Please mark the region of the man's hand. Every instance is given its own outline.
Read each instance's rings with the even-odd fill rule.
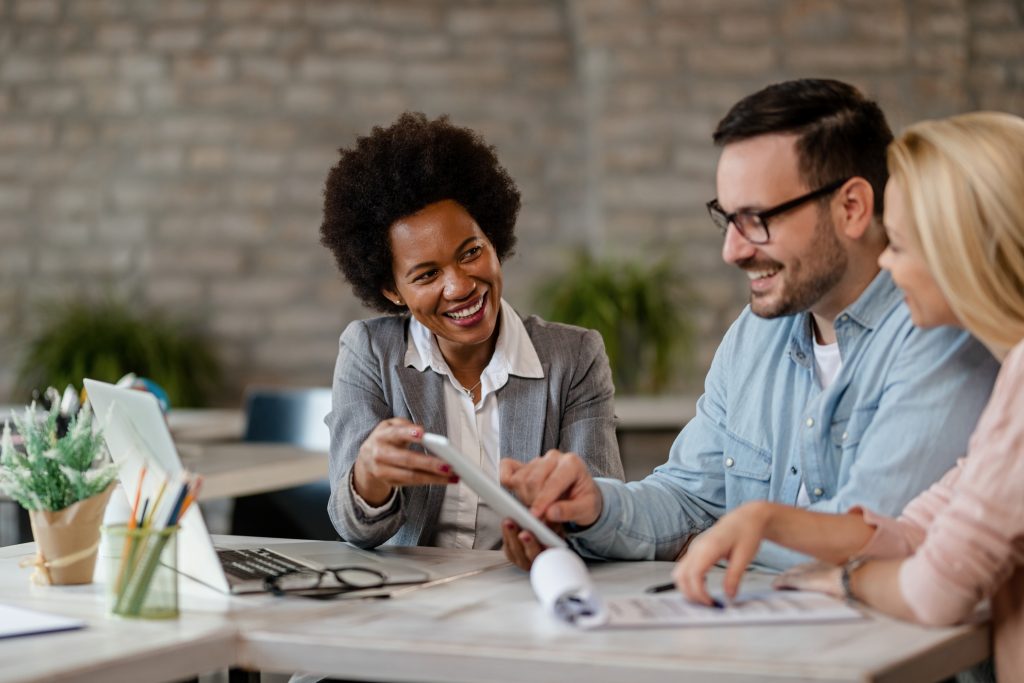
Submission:
[[[529,463],[501,461],[501,483],[530,512],[562,533],[562,522],[590,526],[601,515],[601,491],[575,453],[548,451]],[[521,569],[529,569],[545,547],[529,531],[506,519],[501,525],[505,557]]]
[[[587,527],[601,516],[601,490],[575,453],[550,450],[528,463],[506,458],[501,484],[548,523]]]

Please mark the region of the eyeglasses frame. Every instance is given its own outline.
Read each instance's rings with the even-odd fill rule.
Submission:
[[[356,585],[346,581],[340,572],[345,571],[360,571],[367,574],[376,576],[379,581],[377,583],[370,583],[367,585]],[[281,579],[296,574],[315,574],[317,575],[317,585],[312,588],[300,588],[300,589],[286,589],[279,585]],[[328,575],[333,574],[335,580],[337,580],[337,586],[321,586],[320,583]],[[326,600],[329,598],[336,597],[338,595],[344,595],[345,593],[354,593],[356,591],[372,591],[379,590],[382,588],[392,588],[401,586],[415,586],[430,581],[430,576],[423,572],[423,578],[415,581],[388,581],[388,575],[380,569],[373,567],[363,567],[358,565],[345,565],[342,567],[325,567],[321,570],[315,569],[291,569],[288,571],[274,574],[263,579],[263,587],[269,593],[276,595],[277,597],[287,596],[298,596],[303,598],[311,598],[314,600]]]
[[[811,190],[807,194],[802,194],[799,197],[795,197],[781,204],[777,204],[776,206],[773,206],[771,208],[764,209],[763,211],[750,211],[748,209],[740,209],[739,211],[726,213],[725,209],[722,208],[722,205],[718,203],[718,197],[715,197],[707,204],[705,204],[705,207],[707,207],[708,214],[711,216],[711,222],[714,223],[715,226],[722,232],[722,237],[725,237],[725,234],[729,231],[730,225],[735,225],[736,231],[743,236],[743,239],[747,240],[751,244],[767,244],[772,239],[771,231],[768,229],[768,220],[770,218],[774,218],[775,216],[786,213],[787,211],[791,211],[792,209],[795,209],[798,206],[806,204],[807,202],[813,199],[817,199],[827,194],[831,194],[832,192],[835,192],[843,185],[845,185],[847,182],[849,182],[852,177],[853,176],[849,176],[843,178],[842,180],[835,180],[831,183],[828,183],[827,185],[822,185],[817,190]],[[743,231],[743,228],[740,227],[740,223],[736,220],[741,215],[753,216],[761,222],[762,227],[764,227],[763,240],[751,239],[747,235],[747,233]],[[724,219],[725,222],[720,222],[720,219]]]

——

* _What you will do_: All that is wanted is each line, word for word, from the first line of the data to the one holding "Please mark the region of the eyeglasses", with the pictures left out.

* _Finished task_:
Please mark the region of the man's hand. Every instance is given its own outline.
Read each instance's rings with the even-odd fill rule.
Submission:
[[[529,463],[501,461],[501,483],[530,512],[562,533],[562,522],[590,526],[601,515],[601,491],[575,453],[548,451]],[[521,569],[529,569],[545,547],[529,531],[506,519],[501,525],[505,557]]]
[[[587,527],[601,516],[601,490],[575,453],[550,450],[528,463],[506,458],[501,484],[548,523]]]

Please mark the region of the eyeglasses frame. Every instance is given its own outline.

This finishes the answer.